--- Data listing ---

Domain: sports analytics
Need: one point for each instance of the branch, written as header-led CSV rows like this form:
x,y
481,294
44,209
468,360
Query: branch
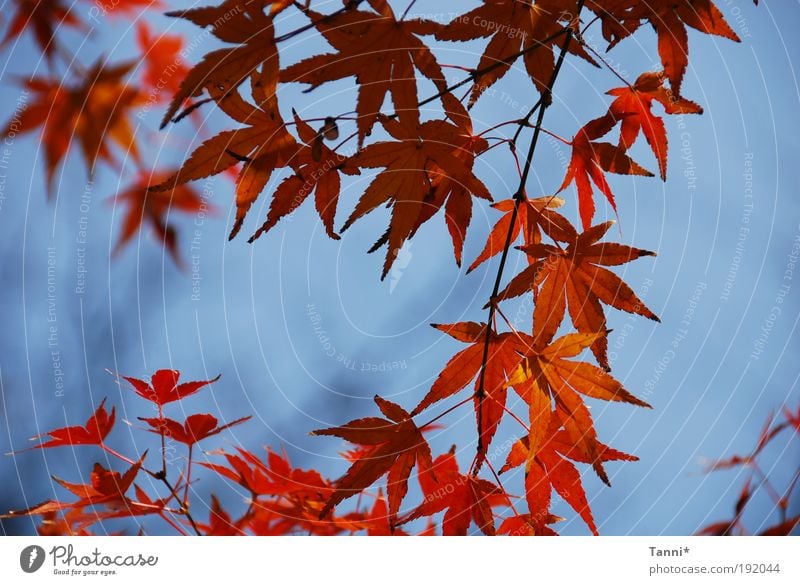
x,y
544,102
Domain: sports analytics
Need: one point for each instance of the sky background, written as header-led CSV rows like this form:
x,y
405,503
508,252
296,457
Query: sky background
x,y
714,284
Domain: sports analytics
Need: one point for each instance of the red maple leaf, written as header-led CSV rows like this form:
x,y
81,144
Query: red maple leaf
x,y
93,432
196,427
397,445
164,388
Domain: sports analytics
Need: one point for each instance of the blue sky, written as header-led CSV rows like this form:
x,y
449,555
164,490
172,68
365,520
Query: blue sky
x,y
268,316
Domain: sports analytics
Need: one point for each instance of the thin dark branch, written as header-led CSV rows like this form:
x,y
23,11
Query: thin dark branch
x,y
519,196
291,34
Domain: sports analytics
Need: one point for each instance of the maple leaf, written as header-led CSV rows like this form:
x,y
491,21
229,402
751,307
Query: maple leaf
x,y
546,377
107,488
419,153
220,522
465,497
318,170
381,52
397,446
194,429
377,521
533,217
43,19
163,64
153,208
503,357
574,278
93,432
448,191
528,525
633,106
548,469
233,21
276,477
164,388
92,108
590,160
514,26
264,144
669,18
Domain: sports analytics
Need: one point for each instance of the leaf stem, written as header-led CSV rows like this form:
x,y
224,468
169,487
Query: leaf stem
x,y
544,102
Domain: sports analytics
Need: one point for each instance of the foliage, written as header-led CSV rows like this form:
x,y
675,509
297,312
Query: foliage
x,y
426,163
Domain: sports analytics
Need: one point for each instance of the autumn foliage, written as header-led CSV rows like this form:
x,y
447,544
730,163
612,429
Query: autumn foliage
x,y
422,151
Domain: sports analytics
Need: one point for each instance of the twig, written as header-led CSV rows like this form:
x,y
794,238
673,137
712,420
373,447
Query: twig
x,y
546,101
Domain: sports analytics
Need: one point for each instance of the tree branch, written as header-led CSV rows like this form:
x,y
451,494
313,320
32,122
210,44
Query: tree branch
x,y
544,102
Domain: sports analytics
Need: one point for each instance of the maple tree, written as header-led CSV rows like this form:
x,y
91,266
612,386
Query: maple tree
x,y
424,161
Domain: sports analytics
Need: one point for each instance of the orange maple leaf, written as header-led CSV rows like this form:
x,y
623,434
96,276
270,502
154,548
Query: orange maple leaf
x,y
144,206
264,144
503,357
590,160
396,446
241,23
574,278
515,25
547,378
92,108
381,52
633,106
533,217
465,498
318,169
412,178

---

§ Short problem: Please pick out each line of the rows above that contains the word "twig". Uppercase and lowercase letters count as different.

§ Solution for this exercise:
Need: one point for each instance of the twig, written as header-led CSV rows like this form:
Query: twig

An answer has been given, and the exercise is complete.